• _WHAT YOU WILL DO_:
In the records below, find each line with the word "segment" and copy it.

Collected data
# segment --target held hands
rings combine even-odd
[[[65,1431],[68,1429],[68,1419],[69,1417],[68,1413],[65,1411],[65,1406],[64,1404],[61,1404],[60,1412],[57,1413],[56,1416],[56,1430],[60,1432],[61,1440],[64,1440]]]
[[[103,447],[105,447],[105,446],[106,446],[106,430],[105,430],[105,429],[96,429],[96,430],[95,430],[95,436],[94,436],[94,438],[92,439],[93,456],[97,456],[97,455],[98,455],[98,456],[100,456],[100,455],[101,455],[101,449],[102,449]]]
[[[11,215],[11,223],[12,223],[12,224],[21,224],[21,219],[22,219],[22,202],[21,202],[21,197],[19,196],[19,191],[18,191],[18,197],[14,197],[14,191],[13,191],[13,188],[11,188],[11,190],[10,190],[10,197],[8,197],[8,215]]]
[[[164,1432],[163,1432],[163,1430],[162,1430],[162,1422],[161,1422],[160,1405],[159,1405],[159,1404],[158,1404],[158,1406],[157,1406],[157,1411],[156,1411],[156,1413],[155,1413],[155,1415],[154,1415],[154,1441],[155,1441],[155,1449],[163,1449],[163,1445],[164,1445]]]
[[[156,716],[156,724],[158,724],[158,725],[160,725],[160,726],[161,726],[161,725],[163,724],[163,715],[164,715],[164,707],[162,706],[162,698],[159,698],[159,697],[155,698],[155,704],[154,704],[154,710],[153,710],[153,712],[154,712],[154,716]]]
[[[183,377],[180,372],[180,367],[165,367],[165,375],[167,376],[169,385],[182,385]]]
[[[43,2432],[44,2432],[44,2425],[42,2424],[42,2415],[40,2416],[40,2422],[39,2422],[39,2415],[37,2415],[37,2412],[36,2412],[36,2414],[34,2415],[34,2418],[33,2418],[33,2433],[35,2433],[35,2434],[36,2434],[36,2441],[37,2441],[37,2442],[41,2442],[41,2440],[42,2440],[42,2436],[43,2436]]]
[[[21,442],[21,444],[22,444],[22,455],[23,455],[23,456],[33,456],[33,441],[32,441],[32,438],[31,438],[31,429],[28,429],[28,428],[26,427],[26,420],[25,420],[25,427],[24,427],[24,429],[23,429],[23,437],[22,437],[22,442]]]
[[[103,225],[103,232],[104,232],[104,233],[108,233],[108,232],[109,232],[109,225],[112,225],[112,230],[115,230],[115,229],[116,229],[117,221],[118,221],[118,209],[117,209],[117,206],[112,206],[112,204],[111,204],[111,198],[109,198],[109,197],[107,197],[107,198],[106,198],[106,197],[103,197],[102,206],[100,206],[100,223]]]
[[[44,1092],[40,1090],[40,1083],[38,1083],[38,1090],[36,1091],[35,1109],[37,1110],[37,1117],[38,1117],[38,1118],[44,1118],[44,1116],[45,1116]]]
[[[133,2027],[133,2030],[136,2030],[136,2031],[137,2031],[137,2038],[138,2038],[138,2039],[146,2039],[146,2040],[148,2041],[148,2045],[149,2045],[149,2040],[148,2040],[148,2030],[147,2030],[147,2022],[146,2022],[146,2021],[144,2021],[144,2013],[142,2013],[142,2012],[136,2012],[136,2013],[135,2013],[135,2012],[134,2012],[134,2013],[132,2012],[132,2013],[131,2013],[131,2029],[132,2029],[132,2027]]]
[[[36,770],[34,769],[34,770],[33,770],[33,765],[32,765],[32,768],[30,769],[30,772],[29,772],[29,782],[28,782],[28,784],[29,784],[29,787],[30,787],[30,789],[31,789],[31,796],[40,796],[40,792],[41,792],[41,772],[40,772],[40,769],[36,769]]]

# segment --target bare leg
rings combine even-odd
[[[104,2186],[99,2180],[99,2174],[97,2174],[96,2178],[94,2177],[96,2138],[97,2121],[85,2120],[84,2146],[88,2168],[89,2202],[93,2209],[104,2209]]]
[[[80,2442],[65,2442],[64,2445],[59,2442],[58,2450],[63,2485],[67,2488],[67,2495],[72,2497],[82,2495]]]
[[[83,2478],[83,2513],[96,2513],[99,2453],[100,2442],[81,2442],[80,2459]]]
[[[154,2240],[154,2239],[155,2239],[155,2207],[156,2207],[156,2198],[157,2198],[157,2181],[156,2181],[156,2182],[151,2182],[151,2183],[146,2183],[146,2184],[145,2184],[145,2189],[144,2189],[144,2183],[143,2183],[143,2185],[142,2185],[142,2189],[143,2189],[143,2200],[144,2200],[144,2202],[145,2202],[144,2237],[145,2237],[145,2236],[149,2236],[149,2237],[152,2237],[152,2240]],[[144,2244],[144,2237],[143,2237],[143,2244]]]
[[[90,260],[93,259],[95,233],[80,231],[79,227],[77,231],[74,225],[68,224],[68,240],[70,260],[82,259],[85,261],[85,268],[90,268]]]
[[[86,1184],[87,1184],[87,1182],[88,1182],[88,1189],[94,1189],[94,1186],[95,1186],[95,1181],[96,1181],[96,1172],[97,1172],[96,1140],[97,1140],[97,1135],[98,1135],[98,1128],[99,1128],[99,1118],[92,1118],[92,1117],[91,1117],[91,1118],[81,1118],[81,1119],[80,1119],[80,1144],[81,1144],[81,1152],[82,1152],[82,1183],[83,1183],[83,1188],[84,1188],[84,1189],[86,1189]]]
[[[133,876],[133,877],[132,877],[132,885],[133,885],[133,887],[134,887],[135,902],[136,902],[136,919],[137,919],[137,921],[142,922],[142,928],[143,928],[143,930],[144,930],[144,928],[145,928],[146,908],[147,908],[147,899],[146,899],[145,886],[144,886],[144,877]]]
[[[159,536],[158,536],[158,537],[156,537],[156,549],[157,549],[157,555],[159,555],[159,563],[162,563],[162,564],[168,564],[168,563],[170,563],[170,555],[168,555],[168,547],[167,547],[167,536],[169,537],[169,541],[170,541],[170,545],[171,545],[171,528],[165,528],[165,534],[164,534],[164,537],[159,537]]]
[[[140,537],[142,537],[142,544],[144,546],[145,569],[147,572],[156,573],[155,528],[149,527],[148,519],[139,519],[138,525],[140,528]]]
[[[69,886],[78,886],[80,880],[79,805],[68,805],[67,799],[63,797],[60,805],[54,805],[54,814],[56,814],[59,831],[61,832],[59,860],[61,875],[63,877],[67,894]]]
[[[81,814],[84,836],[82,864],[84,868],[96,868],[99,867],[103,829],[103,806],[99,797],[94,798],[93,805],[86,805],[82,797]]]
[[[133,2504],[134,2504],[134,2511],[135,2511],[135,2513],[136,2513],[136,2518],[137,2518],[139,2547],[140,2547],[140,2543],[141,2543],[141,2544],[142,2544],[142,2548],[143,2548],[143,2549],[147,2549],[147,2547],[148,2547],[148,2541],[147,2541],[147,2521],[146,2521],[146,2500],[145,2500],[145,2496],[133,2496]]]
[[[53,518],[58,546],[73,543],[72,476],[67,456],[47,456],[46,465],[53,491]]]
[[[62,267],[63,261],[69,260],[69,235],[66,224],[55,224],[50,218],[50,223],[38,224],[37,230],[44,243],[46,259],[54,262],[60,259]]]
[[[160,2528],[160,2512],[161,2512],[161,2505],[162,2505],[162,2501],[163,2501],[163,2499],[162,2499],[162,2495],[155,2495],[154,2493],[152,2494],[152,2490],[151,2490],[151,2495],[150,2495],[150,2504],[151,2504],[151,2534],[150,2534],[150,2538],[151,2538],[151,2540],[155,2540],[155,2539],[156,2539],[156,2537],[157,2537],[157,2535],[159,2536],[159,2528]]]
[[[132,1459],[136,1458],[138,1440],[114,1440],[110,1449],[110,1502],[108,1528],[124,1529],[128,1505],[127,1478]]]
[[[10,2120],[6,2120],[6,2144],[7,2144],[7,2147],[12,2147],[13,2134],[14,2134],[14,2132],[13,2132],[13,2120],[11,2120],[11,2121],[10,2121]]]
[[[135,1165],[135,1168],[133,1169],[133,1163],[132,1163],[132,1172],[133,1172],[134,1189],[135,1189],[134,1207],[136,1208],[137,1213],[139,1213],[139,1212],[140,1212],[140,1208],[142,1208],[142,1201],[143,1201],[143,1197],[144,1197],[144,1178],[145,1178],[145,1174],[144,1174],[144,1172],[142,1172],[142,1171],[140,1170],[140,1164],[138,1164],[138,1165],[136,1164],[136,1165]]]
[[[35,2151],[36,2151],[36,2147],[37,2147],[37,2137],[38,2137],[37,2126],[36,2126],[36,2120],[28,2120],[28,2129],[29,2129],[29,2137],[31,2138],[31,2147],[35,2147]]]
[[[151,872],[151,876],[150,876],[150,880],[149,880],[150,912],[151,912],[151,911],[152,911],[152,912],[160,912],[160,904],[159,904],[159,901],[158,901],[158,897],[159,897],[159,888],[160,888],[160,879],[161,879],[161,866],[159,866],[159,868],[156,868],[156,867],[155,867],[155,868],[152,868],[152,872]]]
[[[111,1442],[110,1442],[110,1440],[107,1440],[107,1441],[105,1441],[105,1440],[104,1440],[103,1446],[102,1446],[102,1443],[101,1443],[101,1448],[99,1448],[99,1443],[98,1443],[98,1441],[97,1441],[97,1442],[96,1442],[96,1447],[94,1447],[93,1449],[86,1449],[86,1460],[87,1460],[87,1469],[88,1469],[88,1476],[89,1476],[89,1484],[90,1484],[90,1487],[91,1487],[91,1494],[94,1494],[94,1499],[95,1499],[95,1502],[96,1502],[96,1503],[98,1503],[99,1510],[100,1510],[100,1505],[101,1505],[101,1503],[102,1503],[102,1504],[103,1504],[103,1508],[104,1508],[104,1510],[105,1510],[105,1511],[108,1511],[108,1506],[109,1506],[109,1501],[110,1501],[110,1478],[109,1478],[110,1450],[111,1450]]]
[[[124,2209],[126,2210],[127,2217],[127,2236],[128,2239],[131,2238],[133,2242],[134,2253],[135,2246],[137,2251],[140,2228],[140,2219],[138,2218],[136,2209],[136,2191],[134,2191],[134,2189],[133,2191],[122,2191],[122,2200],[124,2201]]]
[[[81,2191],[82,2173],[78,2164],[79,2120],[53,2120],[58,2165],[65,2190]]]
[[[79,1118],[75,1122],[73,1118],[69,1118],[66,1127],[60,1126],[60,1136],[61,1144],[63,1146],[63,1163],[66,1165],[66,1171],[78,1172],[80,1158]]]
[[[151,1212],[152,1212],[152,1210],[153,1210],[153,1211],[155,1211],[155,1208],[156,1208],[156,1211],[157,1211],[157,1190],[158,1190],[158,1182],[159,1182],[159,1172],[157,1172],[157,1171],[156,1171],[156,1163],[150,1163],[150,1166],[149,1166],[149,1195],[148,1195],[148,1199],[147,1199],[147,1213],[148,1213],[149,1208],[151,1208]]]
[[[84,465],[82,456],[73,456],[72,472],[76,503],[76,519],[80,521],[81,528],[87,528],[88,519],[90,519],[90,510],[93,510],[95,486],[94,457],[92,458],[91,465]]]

• _SOLUTION TO THIS TASK_:
# segment --target held hands
# segment --target bare leg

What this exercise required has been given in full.